TASK DESCRIPTION> Rewrite the records below, replacing every "Python list" with "JSON array" and changing nothing else. Omit the pictures from your answer.

Data records>

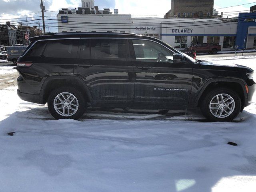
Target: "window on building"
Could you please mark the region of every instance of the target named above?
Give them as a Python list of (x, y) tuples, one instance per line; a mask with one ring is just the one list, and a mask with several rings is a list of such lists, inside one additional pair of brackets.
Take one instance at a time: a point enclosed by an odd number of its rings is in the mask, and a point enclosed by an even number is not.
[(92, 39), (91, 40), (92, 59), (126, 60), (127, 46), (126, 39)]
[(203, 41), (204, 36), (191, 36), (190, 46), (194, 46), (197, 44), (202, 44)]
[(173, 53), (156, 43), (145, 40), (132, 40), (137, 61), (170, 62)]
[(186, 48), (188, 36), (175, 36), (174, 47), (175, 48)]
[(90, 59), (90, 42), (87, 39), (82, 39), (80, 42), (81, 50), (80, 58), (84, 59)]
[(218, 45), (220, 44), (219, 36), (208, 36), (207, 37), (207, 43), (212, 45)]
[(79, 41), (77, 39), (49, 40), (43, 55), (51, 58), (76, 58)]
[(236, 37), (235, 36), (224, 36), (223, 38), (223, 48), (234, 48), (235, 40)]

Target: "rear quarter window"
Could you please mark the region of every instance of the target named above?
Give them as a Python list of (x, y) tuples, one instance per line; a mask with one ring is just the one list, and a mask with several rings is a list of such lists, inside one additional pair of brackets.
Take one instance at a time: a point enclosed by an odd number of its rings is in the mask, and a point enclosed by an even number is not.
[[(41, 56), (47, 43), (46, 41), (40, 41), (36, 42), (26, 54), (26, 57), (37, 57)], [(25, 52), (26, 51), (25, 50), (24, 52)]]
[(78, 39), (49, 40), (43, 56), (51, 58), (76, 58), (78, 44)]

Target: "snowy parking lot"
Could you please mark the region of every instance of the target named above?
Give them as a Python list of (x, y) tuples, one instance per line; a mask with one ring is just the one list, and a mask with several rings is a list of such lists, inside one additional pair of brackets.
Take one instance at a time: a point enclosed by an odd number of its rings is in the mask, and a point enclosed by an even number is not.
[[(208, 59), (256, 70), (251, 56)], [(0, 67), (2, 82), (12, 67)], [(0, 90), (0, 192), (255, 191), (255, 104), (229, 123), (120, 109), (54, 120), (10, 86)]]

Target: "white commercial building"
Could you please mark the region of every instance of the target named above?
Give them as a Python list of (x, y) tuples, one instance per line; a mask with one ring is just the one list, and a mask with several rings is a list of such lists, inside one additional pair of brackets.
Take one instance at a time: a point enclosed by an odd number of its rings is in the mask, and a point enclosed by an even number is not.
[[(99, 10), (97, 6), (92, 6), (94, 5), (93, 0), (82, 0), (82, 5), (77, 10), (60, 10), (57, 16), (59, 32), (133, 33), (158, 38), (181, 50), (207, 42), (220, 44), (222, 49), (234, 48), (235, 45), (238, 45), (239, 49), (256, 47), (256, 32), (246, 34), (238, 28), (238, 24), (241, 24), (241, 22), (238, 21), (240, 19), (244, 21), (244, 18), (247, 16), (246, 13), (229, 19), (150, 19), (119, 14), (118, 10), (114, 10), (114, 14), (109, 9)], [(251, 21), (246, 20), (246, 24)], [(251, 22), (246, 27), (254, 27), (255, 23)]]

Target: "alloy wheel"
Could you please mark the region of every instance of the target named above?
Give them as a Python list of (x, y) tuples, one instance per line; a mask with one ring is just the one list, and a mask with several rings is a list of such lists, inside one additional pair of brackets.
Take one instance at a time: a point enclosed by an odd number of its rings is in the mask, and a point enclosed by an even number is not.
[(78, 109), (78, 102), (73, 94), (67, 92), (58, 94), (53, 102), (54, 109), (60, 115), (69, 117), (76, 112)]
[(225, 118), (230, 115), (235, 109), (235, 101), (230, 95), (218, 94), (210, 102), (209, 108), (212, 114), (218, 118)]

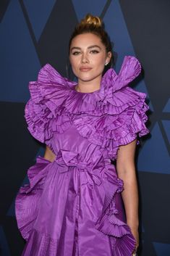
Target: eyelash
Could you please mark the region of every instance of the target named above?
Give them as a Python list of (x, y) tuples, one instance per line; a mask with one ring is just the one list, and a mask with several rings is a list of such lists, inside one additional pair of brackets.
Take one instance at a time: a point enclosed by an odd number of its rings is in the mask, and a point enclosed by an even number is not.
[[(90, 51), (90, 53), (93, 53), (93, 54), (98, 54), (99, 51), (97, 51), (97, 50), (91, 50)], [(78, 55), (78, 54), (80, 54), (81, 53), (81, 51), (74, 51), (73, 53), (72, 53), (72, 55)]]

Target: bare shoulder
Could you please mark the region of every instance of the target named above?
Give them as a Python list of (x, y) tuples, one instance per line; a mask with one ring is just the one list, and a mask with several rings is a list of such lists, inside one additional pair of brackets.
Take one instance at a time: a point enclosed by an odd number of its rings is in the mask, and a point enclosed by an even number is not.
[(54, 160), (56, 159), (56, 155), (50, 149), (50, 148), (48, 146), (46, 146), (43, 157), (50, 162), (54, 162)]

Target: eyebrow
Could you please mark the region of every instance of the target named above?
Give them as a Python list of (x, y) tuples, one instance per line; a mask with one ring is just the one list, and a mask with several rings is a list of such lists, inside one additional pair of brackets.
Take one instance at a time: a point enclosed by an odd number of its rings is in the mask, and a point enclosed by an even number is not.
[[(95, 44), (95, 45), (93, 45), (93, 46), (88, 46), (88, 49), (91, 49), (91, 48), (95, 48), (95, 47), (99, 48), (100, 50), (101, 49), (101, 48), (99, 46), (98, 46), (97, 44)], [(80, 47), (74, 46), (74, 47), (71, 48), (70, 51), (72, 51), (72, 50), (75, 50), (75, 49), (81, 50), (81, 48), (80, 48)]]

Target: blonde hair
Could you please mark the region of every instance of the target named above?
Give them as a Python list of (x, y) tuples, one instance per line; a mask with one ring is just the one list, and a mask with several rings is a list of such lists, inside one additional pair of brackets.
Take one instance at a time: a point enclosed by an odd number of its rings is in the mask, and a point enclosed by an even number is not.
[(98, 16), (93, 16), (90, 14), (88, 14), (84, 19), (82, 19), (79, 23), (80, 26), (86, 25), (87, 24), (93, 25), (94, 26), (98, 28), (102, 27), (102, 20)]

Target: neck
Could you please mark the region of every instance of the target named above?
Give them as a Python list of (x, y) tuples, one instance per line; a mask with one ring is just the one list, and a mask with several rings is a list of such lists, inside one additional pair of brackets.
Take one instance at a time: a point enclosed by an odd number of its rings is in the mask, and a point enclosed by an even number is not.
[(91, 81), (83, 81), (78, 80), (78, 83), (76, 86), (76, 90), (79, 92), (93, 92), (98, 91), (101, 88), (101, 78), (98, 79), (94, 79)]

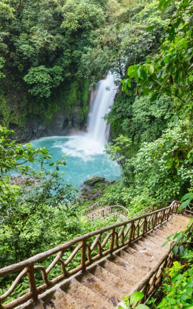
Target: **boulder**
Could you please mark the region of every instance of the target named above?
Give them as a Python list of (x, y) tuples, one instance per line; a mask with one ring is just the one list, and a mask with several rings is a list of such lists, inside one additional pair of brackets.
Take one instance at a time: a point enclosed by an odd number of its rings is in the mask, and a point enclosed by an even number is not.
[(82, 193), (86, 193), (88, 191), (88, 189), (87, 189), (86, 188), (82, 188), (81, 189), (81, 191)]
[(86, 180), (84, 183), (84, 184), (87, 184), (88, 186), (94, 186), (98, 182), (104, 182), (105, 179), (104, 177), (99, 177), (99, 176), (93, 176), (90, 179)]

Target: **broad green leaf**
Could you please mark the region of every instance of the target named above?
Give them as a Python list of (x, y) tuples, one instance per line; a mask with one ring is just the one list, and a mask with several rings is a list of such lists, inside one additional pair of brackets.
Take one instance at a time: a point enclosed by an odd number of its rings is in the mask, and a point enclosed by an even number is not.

RESPONSE TO THIS TASK>
Target: "window on building"
Could you please mark the region of every instance of the target named above?
Give them as a JSON array of (x, y) tuples, one instance per line; a mask with one ring is just the one list, and a mask with several rings is a list of such lists, inside one additional pair of brackets.
Take one instance at a time: a point enclosed by an odd number of its rings is in the mask, and a point enclosed by an even number is not.
[(92, 39), (91, 40), (92, 59), (126, 60), (127, 46), (126, 39)]
[(203, 41), (204, 36), (191, 36), (190, 46), (194, 46), (197, 44), (202, 44)]
[(173, 53), (156, 43), (145, 40), (132, 40), (137, 61), (170, 62)]
[(186, 48), (188, 36), (175, 36), (174, 47), (175, 48)]
[(90, 59), (90, 42), (87, 39), (82, 39), (80, 42), (81, 50), (80, 58), (84, 59)]
[(218, 45), (220, 44), (219, 36), (208, 36), (207, 37), (207, 43), (212, 45)]
[(79, 41), (77, 39), (49, 40), (43, 55), (51, 58), (76, 58)]
[(236, 37), (235, 36), (224, 36), (223, 38), (223, 48), (234, 48), (235, 40)]

Target: "rear quarter window"
Could you please mark the region of every instance of the target named above?
Give them as a JSON array of (x, y) tuples, one instance per line; a mask with one ring is just the one list, and a mask with several rings is a list of such lists, inside one additional pair of brackets.
Take one instance at a time: a point enclosed by an odd number of its rings is in the mask, and a point enclosed by an even number is not.
[[(41, 56), (47, 43), (46, 41), (40, 41), (36, 42), (26, 54), (26, 57), (37, 57)], [(25, 52), (26, 51), (25, 50), (24, 52)]]
[(78, 39), (49, 40), (43, 56), (51, 58), (76, 58), (78, 44)]

Target: "snowy parking lot"
Could you please mark the region of every instance of the target named above?
Give them as a JSON array of (x, y) tuples, one instance per line; a mask with one ring is just the one list, and a mask with several rings is a list of such lists, inside one additional pair of brackets.
Take one instance at a time: a point enclosed by an odd number of its rings is in the mask, and a point enclosed by an even number is not.
[[(208, 59), (256, 70), (251, 56)], [(0, 67), (2, 82), (12, 67)], [(0, 90), (0, 192), (255, 191), (255, 104), (229, 123), (120, 109), (54, 120), (10, 86)]]

Target: "white commercial building"
Could you please mark the region of every instance of the target named above?
Give them as a JSON array of (x, y) tuples, one instance per line; a mask with one ring is just the one list, and a mask with several rings is a list of such lists, inside one additional pair of brackets.
Take one instance at a time: a point enclosed by an odd number of its rings is in the mask, and a point enclosed by an even number is not.
[[(99, 10), (97, 6), (92, 6), (94, 5), (93, 0), (82, 0), (82, 5), (77, 10), (60, 10), (57, 16), (59, 32), (133, 33), (158, 38), (181, 50), (207, 42), (220, 44), (222, 49), (234, 48), (235, 45), (238, 45), (239, 49), (256, 47), (256, 32), (246, 34), (238, 28), (238, 24), (241, 24), (241, 22), (238, 21), (240, 19), (244, 21), (244, 18), (247, 16), (246, 13), (229, 19), (150, 19), (119, 14), (118, 10), (114, 10), (114, 14), (109, 9)], [(251, 21), (246, 20), (246, 24)], [(251, 22), (246, 27), (254, 27), (255, 23)]]

Target: "alloy wheel"
Could you please mark the region of every instance of the target named above?
Give them as a JSON array of (x, y) tuples, one instance per line; a mask with one ring is just the one list, and a mask with several rings is a list of such lists, inside one additional pair of brackets.
Take one instance at a time: a point enclosed by an odd number of its rings is in the mask, and a point enclosed by an even number is not.
[(78, 109), (78, 102), (73, 94), (67, 92), (58, 94), (53, 102), (54, 109), (60, 115), (69, 117), (76, 112)]
[(225, 118), (230, 115), (235, 109), (235, 101), (230, 95), (218, 94), (210, 102), (209, 108), (212, 114), (218, 118)]

Target: eyelash
Could you please mark the region of every instance of the target named above?
Give them as a JSON array of (x, y) tuples, one instance per line; a mask with one ring is just the one list, and a mask with several rings is a list of such lists, inside one additional pair of brackets.
Take one instance at a time: a point enclosed by an odd number of its rings is in the mask, and a point enclosed by an even number is not.
[[(90, 51), (90, 53), (93, 53), (93, 54), (98, 54), (99, 51), (97, 51), (97, 50), (91, 50)], [(78, 55), (78, 54), (80, 54), (81, 53), (81, 51), (74, 51), (73, 53), (72, 53), (72, 55)]]

Target: bare shoulder
Could you please mark the region of every instance of the target named above?
Give them as a JSON array of (x, y) tuples, one instance per line; a mask with one ring is just the one list, and a mask with several rings is a list of such lists, inside one additional pair of brackets.
Take one instance at a time: a point enclosed by an odd number of its rings is in the mask, and a point enclosed by an even number is not.
[(54, 160), (56, 159), (56, 155), (50, 149), (50, 148), (48, 146), (46, 146), (43, 157), (50, 162), (54, 162)]

Target: eyebrow
Could you please mark the region of every instance of the target named above?
Give them as a JSON array of (x, y) tuples, one instance per line; a mask with one ring is just the one list, and a mask with several rings is a list of such lists, inside one additional pair of brackets.
Take one instance at a time: a point enclosed by an odd number of its rings is in the mask, and a point enclosed by an even number is not.
[[(95, 44), (95, 45), (93, 45), (93, 46), (88, 46), (88, 49), (91, 49), (91, 48), (95, 48), (95, 47), (99, 48), (100, 50), (101, 49), (101, 48), (99, 46), (98, 46), (97, 44)], [(80, 47), (74, 46), (74, 47), (71, 48), (70, 51), (72, 51), (72, 50), (75, 50), (75, 49), (81, 50), (81, 48), (80, 48)]]

Target: blonde hair
Could you please mark the region of every instance of the target named above?
Give them as a JSON array of (x, y) tuples, one instance per line; a mask with one ring is just the one list, and a mask with several rings is a list of such lists, inside one additional pair of brackets.
Take one instance at a time: a point enclosed by an odd number of its rings is in the mask, and a point enclosed by an even number is not.
[(98, 16), (93, 16), (90, 14), (88, 14), (84, 19), (82, 19), (79, 23), (80, 26), (86, 25), (87, 24), (93, 25), (94, 26), (98, 28), (102, 27), (102, 20)]

Target: neck
Could you please mark the region of every instance of the target named above?
Give them as a JSON array of (x, y) tuples, one instance per line; a mask with one ring is just the one list, and a mask with several rings is a list of such lists, inside one additional pair of brackets.
Take one instance at a time: a point enclosed by an odd number of its rings is in the mask, and a point enclosed by an even number is not.
[(91, 81), (83, 81), (78, 80), (78, 83), (76, 86), (76, 90), (79, 92), (93, 92), (98, 91), (101, 88), (101, 78), (98, 79), (94, 79)]

Target: **boulder**
Could you please mark the region of every instance of the target named above?
Give them as a JSON array of (x, y) tuples, one instance per line; a mask with one ring is just the one list, and a mask with several rings is a list of such lists, inside one additional pair of brackets.
Take one instance at a time: a point enclosed by an odd number of its rings is in the mask, and a point enclosed by an even number is not.
[(82, 193), (86, 193), (88, 191), (88, 189), (87, 189), (86, 188), (82, 188), (81, 189), (81, 191)]
[(86, 180), (84, 183), (84, 184), (87, 184), (88, 186), (94, 186), (98, 182), (104, 182), (105, 179), (104, 177), (99, 177), (99, 176), (93, 176), (90, 179)]

Target: **broad green leaf**
Could you please mark the region of every instance of the target named above?
Give them as a JSON array of (x, y) tuples, one instance per line; a mask with one ring is just the one list, and a mask with several rings is a list of such lists, inside one additional pair of brackets.
Take one instance at a time: a point enclosed by an odd number of its rings is in the mask, and a point enclosed by an even number is not.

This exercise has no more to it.